## PAGE
———
Ces informations étaient peu diffusées au cours de la période précédant l'adoption d'une motion unanime des députés de l'Assemblée nationale du Québec, le 31 mai dernier. Cette motion affirme l'application de toutes les lois du Québec aux éventuels projets soutenus par la banque, et réclame des amendements en ce sens. Si cette revendication était restée lettre morte, j'aurais été la première à me lever, en cette Chambre, pour exiger que le respect du partage des compétences soit explicitement inscrit dans le projet de loi C-44.

Toutefois, à la lumière des réponses obtenues, notamment, mais non exclusivement, de la part du ministre des Finances, ainsi qu'à l'intérieur de la missive du 5 juin dernier des sous-ministres des Finances et de l'Infrastructure, je ne crois pas qu'une telle démarche soit appropriée. En effet, le ministre n'a laissé aucune place au doute en déclarant ce qui suit, le 31 mai dernier, devant le Comité sénatorial permanent des banques et du commerce, et je cite :

[...] la banque n'empiétera pas sur les compétences provinciales. Nous sommes convaincus que la banque sera assujettie aux lois municipales, provinciales et fédérales. Le partage des compétences entre les gouvernements provinciaux et fédéral sera respecté. Toutes les lois provinciales et territoriales pertinentes s'appliqueront à tous les projets dans lesquels la banque investira. Ni la banque ni les projets ne feront l'objet d'exceptions particulières. Nous avons obtenu un avis juridique à ce sujet et c'est très clair.

Je suis donc convaincue que toutes les lois provinciales et municipales, ainsi que les réglementations municipales, seront respectées et qu'il serait inutile d'inclure une telle disposition dans le projet de loi C-44. Cela créerait un précédent impertinent au sein de la législation fédérale et engendrerait une confusion certaine quant à l'interprétation des lois. Il faut également tenir compte de la présomption d'effectivité des lois, c'est-à-dire que chacun des mots d'un texte législatif est censé produire ses effets. La Chambre des communes n'a pas parlé pour ne rien dire en édictant que la banque ne serait pas mandataire de Sa Majesté.
———
## ITEMS DE DONNÉES
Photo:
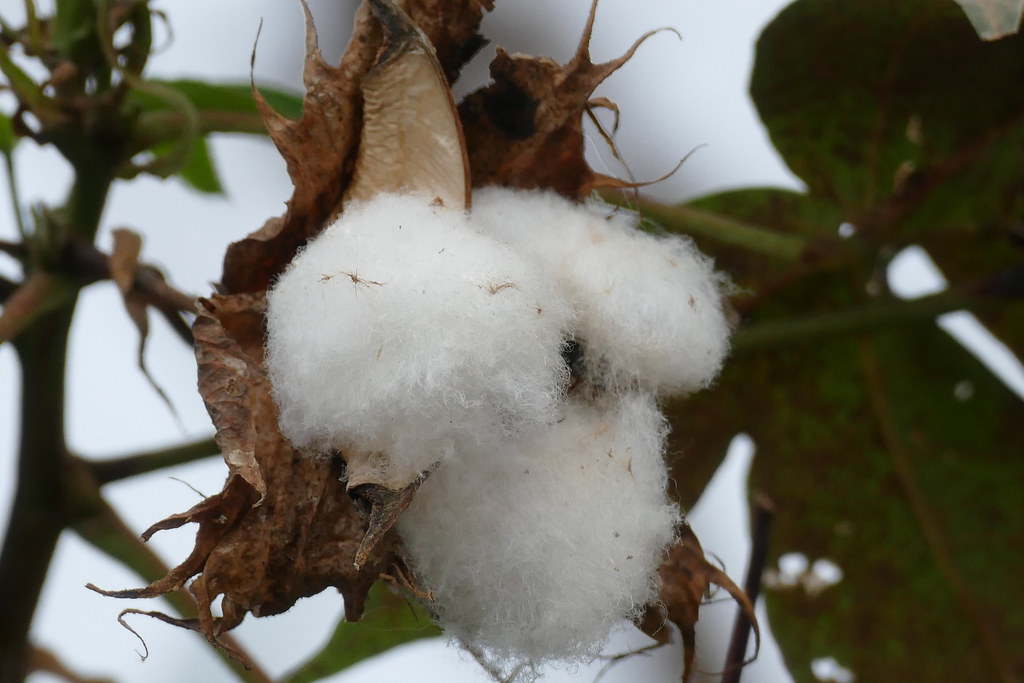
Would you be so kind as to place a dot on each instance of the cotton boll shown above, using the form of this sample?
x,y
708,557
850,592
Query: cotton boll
x,y
649,307
400,333
535,551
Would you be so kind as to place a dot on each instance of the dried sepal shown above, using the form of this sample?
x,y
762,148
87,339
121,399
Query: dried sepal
x,y
304,535
223,383
525,129
686,581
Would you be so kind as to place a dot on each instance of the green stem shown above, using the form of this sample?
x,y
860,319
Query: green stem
x,y
35,35
107,471
38,514
15,201
680,218
852,321
42,498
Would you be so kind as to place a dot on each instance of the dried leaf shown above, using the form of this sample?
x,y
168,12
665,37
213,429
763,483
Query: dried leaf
x,y
124,258
525,129
302,538
686,581
385,507
223,383
320,148
412,138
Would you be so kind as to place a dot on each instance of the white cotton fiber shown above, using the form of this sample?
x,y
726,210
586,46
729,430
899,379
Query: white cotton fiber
x,y
649,307
536,550
401,333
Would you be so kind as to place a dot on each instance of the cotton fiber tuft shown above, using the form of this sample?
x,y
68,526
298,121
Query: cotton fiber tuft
x,y
535,551
649,307
412,338
402,333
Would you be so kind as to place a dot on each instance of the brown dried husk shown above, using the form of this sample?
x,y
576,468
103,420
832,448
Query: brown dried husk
x,y
284,526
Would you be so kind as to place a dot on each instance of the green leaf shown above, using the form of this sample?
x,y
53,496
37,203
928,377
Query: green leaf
x,y
7,137
223,108
895,614
389,621
880,103
199,171
993,18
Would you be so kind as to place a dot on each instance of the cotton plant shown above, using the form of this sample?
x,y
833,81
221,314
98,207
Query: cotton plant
x,y
503,357
453,390
512,354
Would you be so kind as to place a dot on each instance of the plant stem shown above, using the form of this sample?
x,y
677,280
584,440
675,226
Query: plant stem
x,y
764,512
861,318
730,231
42,499
107,471
38,514
15,201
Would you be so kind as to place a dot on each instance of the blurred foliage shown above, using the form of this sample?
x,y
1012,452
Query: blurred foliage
x,y
887,446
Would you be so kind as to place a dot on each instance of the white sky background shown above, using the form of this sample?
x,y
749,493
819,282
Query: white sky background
x,y
674,96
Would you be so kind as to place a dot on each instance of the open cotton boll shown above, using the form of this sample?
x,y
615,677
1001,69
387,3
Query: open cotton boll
x,y
649,307
399,333
534,552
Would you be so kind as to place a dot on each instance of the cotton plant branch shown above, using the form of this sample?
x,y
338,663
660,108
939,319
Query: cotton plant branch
x,y
720,228
865,317
107,471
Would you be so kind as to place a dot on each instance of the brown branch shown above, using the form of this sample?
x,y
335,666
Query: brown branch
x,y
7,288
764,511
927,519
107,471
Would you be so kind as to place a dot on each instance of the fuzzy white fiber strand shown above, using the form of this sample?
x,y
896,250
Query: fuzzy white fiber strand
x,y
402,333
535,551
649,306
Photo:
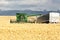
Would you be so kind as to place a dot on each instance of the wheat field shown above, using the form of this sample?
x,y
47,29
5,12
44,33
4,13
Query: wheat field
x,y
27,31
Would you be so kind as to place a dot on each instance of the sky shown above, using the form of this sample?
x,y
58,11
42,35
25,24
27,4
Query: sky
x,y
29,4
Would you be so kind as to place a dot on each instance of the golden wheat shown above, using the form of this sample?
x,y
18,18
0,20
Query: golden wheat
x,y
27,31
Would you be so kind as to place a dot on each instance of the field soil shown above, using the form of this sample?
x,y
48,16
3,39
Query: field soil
x,y
27,31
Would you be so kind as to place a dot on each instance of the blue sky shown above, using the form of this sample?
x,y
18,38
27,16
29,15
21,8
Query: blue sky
x,y
29,4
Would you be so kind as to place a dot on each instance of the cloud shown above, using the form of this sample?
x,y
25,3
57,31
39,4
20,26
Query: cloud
x,y
30,4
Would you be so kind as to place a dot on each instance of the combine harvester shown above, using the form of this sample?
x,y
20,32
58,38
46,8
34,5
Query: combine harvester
x,y
25,18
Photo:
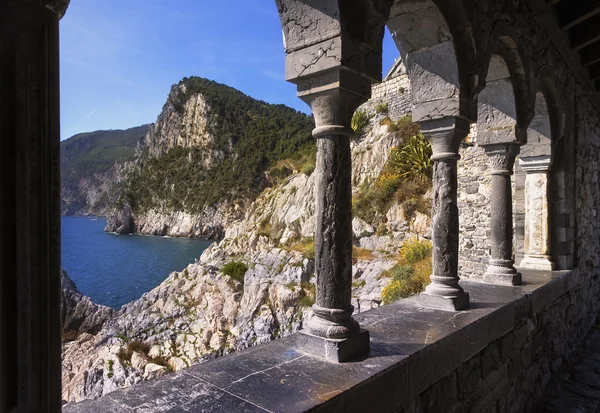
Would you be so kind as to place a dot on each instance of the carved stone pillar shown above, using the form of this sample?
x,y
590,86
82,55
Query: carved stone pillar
x,y
501,269
444,292
537,232
30,346
332,332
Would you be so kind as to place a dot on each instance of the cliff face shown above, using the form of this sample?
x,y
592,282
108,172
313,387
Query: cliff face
x,y
204,159
92,166
79,314
202,312
257,283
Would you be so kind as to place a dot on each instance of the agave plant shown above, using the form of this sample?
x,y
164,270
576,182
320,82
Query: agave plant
x,y
413,159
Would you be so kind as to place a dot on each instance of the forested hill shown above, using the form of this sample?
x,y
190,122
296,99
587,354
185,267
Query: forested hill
x,y
86,158
213,144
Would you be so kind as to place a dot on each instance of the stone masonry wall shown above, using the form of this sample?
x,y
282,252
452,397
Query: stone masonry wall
x,y
510,374
474,191
395,92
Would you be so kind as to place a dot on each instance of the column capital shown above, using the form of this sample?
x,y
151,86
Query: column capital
x,y
334,96
57,6
445,136
540,163
502,157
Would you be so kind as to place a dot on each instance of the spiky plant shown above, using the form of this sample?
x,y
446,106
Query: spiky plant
x,y
413,159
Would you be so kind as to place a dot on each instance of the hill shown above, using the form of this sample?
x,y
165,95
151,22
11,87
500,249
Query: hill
x,y
87,161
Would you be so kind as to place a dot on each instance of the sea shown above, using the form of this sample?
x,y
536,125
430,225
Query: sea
x,y
116,269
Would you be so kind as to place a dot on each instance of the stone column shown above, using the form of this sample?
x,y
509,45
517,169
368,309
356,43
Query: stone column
x,y
501,269
332,331
445,136
30,348
537,232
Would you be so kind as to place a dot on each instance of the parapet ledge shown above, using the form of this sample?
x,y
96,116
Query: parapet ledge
x,y
411,348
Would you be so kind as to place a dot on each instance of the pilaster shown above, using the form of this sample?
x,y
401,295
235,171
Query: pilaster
x,y
501,269
444,292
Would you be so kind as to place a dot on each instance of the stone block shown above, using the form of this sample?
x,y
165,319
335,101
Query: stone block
x,y
444,303
337,350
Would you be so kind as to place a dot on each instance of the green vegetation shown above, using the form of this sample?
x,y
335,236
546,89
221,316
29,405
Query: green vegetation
x,y
87,154
253,136
308,169
305,246
414,250
404,179
411,275
360,119
125,353
413,159
235,270
95,152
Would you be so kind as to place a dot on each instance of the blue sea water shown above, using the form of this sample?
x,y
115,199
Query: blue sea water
x,y
116,269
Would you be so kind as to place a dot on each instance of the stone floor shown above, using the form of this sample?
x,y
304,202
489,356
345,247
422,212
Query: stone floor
x,y
575,387
411,348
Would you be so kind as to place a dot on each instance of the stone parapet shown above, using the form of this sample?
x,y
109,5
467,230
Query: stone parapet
x,y
496,357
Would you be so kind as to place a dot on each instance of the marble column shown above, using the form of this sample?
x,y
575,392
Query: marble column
x,y
537,231
501,269
444,291
30,349
332,331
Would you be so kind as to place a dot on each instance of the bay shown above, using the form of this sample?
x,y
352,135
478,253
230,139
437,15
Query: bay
x,y
116,269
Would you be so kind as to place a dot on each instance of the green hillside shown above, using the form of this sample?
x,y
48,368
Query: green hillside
x,y
253,136
95,152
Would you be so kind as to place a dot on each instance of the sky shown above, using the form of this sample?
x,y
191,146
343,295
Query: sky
x,y
119,58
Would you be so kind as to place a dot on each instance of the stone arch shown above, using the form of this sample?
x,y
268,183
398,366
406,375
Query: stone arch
x,y
435,43
561,191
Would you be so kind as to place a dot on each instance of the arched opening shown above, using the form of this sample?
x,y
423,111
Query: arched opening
x,y
426,46
536,180
496,124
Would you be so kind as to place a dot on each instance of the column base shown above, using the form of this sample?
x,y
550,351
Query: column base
x,y
502,272
336,350
537,262
458,303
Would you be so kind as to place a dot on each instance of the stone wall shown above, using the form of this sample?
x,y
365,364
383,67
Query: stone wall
x,y
393,91
509,375
474,190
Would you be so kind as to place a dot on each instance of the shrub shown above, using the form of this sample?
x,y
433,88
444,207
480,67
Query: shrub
x,y
310,293
362,253
308,169
305,246
235,270
413,159
414,251
381,108
110,369
407,280
360,119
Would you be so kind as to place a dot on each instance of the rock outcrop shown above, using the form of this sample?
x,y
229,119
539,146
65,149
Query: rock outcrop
x,y
208,309
79,314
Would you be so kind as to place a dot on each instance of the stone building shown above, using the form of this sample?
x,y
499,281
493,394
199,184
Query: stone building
x,y
523,73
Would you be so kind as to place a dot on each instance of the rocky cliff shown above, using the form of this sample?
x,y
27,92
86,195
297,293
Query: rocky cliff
x,y
204,159
79,314
92,167
257,283
205,310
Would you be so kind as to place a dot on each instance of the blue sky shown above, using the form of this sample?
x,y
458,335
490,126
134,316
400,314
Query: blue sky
x,y
119,58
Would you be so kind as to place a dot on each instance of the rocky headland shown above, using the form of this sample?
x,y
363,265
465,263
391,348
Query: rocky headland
x,y
257,283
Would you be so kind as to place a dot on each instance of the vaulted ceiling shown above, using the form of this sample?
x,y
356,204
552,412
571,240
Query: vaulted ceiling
x,y
579,20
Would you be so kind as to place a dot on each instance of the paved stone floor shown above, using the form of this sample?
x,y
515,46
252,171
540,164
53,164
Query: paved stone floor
x,y
575,387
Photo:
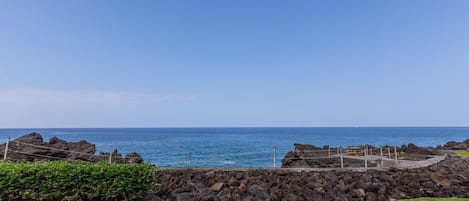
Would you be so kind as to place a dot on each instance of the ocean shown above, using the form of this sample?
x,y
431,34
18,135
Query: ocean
x,y
238,147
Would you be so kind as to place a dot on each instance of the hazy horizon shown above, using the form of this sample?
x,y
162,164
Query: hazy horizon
x,y
89,64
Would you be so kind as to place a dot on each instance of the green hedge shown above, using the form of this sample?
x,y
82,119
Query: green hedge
x,y
74,181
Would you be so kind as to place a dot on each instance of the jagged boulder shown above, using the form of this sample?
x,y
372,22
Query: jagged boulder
x,y
133,157
31,147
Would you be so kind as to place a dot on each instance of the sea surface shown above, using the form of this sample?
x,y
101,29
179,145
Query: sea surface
x,y
238,147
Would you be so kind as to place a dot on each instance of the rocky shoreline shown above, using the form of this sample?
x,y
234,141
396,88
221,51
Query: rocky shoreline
x,y
448,178
32,147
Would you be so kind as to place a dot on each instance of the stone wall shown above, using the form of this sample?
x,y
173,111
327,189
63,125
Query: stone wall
x,y
448,178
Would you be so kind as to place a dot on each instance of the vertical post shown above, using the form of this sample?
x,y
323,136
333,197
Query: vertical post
x,y
381,154
6,149
190,159
341,153
364,156
275,157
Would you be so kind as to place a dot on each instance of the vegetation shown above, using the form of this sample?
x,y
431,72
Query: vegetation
x,y
58,180
437,199
463,154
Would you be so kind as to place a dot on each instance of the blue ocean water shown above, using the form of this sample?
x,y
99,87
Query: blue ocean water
x,y
238,147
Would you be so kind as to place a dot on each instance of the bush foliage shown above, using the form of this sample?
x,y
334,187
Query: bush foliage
x,y
58,180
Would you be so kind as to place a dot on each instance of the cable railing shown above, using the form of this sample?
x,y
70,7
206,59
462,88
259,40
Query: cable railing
x,y
338,157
———
## LISTE DES TÂCHES
A) D'après le discours sur le projet de loi C-44, devant quel comité le ministre des Finances a-t-il fait sa déclaration du 31 mai ?
B) Poursuivez le discours sur le projet de loi C-44 après sa dernière phrase.
Il n'est pas nécessaire de consulter les items.

## RÉPONSES PAR TÂCHE
A) Devant le Comité sénatorial permanent des banques et du commerce.

B)
Somme toute, lorsqu'une société deviendra partenaire de la banque pour la réalisation d'un projet d'infrastructure, elle devra respecter l'intégralité du cadre législatif applicable — par exemple, en matière d'évaluation environnementale ou de conditions de travail sur les chantiers —, à moins, bien sûr, qu'une loi particulière n'octroie le statut de mandataire de l'État à un acteur institutionnel, comme c'est le cas pour la Caisse de dépôt et placement du Québec. Même dans le cas d'un projet comme celui du système léger sur rails dans la région de Montréal, la banque respecterait l'intégrité de la législation québécoise qui, elle, prévoit un statut spécifique pour la Caisse de dépôt.

Par ailleurs, des réserves ont été exprimées relativement à l'enveloppe de 35 milliards de dollars consacrée à la banque sur une période de 12 ans. Je souligne que l'incidence budgétaire maximale sera limitée à 15 milliards de dollars pour toute charge entrant dans la comptabilité d'exercice annuel. La participation en capital de la banque dans les projets d'infrastructure ne pourra donc dépasser le plafond des 15 milliards de dollars.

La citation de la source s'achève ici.